**Referring expression data:**
☆ ☆ ☆ ☆ ☆

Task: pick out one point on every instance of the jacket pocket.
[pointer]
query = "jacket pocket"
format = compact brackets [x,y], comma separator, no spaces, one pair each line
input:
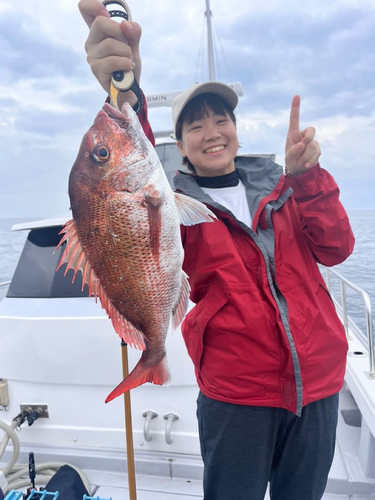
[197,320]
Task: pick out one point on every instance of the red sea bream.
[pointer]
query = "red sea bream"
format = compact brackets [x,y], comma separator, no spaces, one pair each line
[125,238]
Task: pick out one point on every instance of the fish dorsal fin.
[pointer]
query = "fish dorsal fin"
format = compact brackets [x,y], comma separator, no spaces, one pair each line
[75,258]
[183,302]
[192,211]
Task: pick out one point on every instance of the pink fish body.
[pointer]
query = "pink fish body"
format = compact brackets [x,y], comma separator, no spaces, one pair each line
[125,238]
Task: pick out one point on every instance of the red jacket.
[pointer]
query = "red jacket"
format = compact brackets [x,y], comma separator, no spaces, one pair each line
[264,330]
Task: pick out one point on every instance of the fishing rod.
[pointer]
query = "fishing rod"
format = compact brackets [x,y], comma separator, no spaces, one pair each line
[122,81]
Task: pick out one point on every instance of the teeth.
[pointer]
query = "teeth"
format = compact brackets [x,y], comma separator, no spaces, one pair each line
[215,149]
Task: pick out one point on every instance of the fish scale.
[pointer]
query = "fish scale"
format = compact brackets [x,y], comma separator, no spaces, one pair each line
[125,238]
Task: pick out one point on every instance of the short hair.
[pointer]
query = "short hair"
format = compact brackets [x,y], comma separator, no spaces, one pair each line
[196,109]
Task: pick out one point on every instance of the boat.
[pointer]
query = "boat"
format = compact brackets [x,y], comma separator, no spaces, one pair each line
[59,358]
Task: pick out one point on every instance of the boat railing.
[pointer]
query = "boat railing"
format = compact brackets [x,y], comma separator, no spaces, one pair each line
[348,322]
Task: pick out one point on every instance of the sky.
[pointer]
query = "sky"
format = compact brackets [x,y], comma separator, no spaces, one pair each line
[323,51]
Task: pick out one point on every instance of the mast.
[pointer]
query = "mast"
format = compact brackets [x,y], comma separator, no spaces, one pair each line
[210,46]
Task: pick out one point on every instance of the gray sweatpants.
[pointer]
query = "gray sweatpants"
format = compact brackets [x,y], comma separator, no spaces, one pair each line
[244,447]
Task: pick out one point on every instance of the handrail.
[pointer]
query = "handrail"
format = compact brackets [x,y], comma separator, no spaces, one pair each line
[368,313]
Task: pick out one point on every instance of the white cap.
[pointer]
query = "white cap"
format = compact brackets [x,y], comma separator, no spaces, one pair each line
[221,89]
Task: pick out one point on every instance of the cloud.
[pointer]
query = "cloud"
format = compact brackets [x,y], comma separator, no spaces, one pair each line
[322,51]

☆ ☆ ☆ ☆ ☆

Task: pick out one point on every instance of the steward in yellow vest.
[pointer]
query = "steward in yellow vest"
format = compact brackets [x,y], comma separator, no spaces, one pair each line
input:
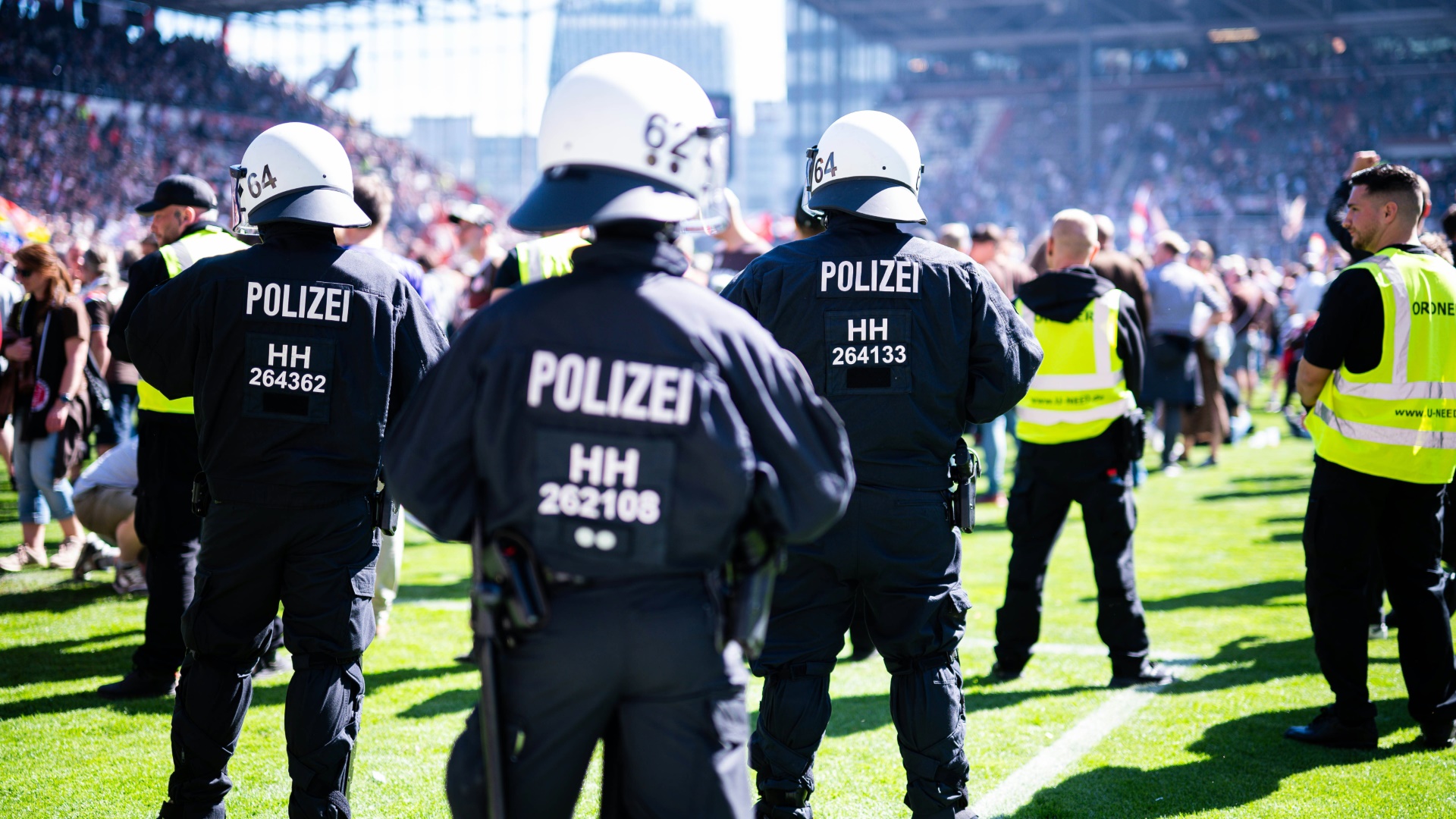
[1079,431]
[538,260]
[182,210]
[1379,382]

☆ ☆ ☆ ☆ ☆

**DESCRIPTION OF THE TASK:**
From the records above, pull every line that carries the word "scale".

**RESPONSE:**
Task: pick out one point on every instance of the fish scale.
query = "fish scale"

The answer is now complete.